_Exercise requirements_: The full set of records below is to be reproduced without a single alteration.

[Stored items from a collection]

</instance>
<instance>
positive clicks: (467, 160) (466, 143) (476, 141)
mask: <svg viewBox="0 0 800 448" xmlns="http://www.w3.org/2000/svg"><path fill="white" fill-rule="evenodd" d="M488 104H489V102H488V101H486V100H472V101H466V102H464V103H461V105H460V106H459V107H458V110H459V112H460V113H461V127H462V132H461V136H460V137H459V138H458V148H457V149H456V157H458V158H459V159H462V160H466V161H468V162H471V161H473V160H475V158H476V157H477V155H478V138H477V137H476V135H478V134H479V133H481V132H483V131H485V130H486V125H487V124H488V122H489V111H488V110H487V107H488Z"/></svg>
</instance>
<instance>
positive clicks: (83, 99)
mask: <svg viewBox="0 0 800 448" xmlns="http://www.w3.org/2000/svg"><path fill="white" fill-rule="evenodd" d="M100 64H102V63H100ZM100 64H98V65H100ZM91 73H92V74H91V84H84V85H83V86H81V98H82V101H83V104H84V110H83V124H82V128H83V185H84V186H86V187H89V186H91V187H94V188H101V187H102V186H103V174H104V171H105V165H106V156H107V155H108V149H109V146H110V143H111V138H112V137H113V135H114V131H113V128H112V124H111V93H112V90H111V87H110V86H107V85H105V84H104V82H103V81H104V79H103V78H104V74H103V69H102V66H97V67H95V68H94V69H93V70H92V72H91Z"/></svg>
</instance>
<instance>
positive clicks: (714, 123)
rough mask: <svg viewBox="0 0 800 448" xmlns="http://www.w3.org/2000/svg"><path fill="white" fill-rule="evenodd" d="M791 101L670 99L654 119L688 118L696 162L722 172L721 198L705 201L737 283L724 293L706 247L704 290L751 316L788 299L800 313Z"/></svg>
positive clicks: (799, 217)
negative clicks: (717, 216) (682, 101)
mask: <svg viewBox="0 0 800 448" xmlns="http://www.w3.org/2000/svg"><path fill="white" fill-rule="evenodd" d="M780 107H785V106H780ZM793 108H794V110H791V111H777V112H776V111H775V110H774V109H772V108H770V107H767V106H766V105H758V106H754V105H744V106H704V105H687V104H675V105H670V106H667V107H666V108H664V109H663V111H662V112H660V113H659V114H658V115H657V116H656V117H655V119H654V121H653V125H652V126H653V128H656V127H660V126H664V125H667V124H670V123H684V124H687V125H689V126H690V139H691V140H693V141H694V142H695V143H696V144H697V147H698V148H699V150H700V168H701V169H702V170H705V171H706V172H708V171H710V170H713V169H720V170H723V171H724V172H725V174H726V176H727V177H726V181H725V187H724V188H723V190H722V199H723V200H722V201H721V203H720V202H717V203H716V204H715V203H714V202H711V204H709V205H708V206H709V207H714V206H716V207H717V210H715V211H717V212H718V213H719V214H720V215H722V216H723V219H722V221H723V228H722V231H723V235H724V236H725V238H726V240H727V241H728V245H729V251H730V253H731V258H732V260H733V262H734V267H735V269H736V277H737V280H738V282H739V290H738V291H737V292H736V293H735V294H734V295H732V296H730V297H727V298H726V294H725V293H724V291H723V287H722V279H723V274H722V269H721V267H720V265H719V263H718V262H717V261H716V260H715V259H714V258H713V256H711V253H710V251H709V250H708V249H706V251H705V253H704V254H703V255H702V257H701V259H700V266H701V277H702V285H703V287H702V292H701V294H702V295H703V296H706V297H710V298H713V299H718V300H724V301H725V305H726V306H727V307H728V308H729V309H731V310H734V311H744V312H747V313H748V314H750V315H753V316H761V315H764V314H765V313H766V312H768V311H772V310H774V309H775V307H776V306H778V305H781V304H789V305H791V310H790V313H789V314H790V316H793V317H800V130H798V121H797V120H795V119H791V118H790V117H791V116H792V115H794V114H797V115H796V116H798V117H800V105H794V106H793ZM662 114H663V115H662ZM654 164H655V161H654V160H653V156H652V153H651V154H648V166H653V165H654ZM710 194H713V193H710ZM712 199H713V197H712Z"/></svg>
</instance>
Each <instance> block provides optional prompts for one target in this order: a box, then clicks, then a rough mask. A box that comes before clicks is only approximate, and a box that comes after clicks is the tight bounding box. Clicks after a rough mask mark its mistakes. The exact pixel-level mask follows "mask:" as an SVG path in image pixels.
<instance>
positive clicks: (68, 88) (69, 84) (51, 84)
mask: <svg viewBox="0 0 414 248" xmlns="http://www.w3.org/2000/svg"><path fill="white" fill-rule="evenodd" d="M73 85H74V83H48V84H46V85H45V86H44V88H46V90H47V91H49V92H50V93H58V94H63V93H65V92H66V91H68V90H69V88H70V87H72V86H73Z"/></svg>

_Expected output_:
</instance>
<instance>
positive clicks: (467, 160) (466, 143) (476, 141)
mask: <svg viewBox="0 0 800 448" xmlns="http://www.w3.org/2000/svg"><path fill="white" fill-rule="evenodd" d="M488 104H489V102H488V101H486V100H472V101H466V102H464V103H461V105H460V106H459V107H458V110H459V112H460V113H461V127H462V132H461V136H460V137H459V138H458V148H457V149H456V157H458V158H459V159H462V160H466V161H468V162H471V161H473V160H475V158H476V157H477V155H478V138H477V137H476V135H478V134H479V133H481V132H483V131H485V130H486V125H487V124H488V122H489V111H488V110H487V107H488Z"/></svg>
</instance>
<instance>
positive clicks: (83, 99)
mask: <svg viewBox="0 0 800 448" xmlns="http://www.w3.org/2000/svg"><path fill="white" fill-rule="evenodd" d="M100 64H102V63H100ZM100 64H98V65H100ZM91 73H92V74H91V84H84V85H83V86H81V98H82V101H83V104H84V110H83V124H82V128H83V185H84V186H86V187H89V186H91V187H94V188H101V187H102V186H103V174H104V171H105V165H106V156H107V155H108V149H109V146H110V143H111V138H112V137H113V135H114V131H113V128H112V124H111V93H112V90H111V87H110V86H107V85H105V84H104V82H103V81H104V79H103V78H104V74H103V69H102V66H97V67H95V68H94V69H93V70H92V72H91Z"/></svg>
</instance>
<instance>
positive clicks: (714, 123)
rough mask: <svg viewBox="0 0 800 448" xmlns="http://www.w3.org/2000/svg"><path fill="white" fill-rule="evenodd" d="M791 101L670 99L654 119L688 118L696 162L722 172L721 198L705 201L737 283L724 293L706 247L704 290L751 316L788 299L800 313Z"/></svg>
positive clicks: (799, 217)
negative clicks: (717, 216) (682, 101)
mask: <svg viewBox="0 0 800 448" xmlns="http://www.w3.org/2000/svg"><path fill="white" fill-rule="evenodd" d="M780 107H785V106H780ZM793 108H794V110H791V111H777V112H776V111H775V110H774V109H772V108H770V107H767V106H766V105H758V106H754V105H744V106H704V105H687V104H675V105H670V106H667V107H666V108H664V109H663V111H662V112H660V113H659V114H658V115H657V116H656V117H655V119H654V121H653V125H652V126H653V128H656V127H660V126H664V125H667V124H670V123H684V124H687V125H689V126H690V139H691V140H693V141H694V142H695V143H696V144H697V147H698V148H699V150H700V168H701V169H702V170H705V171H706V172H708V171H710V170H713V169H720V170H723V171H724V172H725V174H726V176H727V177H726V181H725V187H724V188H723V190H722V199H723V200H722V201H721V203H720V202H717V203H716V204H715V203H714V202H711V204H709V205H708V206H709V207H714V206H716V207H717V210H715V211H717V212H718V213H719V214H720V215H722V216H723V219H722V221H723V228H722V231H723V235H724V236H725V238H726V240H727V241H728V245H729V251H730V253H731V258H732V260H733V262H734V267H735V269H736V277H737V280H738V282H739V290H738V291H737V292H736V293H735V294H734V295H732V296H730V297H727V298H726V294H725V293H724V291H723V287H722V279H723V274H722V269H721V267H720V265H719V263H718V262H717V261H716V260H715V259H714V258H713V256H711V253H710V251H709V250H708V249H706V251H705V253H704V254H703V255H702V257H701V259H700V266H701V277H702V285H703V287H702V292H701V294H702V295H703V296H706V297H710V298H713V299H718V300H724V301H725V305H726V306H727V307H728V308H729V309H731V310H734V311H744V312H747V313H748V314H750V315H753V316H761V315H764V314H765V313H766V312H768V311H772V310H774V309H775V307H776V306H778V305H781V304H789V305H791V310H790V313H789V314H790V316H793V317H800V130H798V121H797V120H795V119H791V118H790V117H791V116H792V115H794V114H797V115H796V116H798V117H800V105H794V106H793ZM662 114H663V115H662ZM654 164H655V161H654V160H653V156H652V153H651V154H648V166H653V165H654ZM710 194H713V193H710ZM712 199H713V197H712Z"/></svg>
</instance>
Each <instance> block provides optional prompts for one target in this order: a box, then clicks, then a rough mask. A box that comes before clicks is only approximate, and a box that comes after clicks is the tight bounding box. Clicks after a rough mask mark its mistakes. The exact pixel-level mask follows "mask:" as an SVG path in image pixels.
<instance>
positive clicks: (68, 88) (69, 84) (51, 84)
mask: <svg viewBox="0 0 414 248" xmlns="http://www.w3.org/2000/svg"><path fill="white" fill-rule="evenodd" d="M73 85H74V83H48V84H46V85H45V86H44V88H46V90H47V91H49V92H50V93H58V94H63V93H65V92H66V91H68V90H69V88H70V87H72V86H73Z"/></svg>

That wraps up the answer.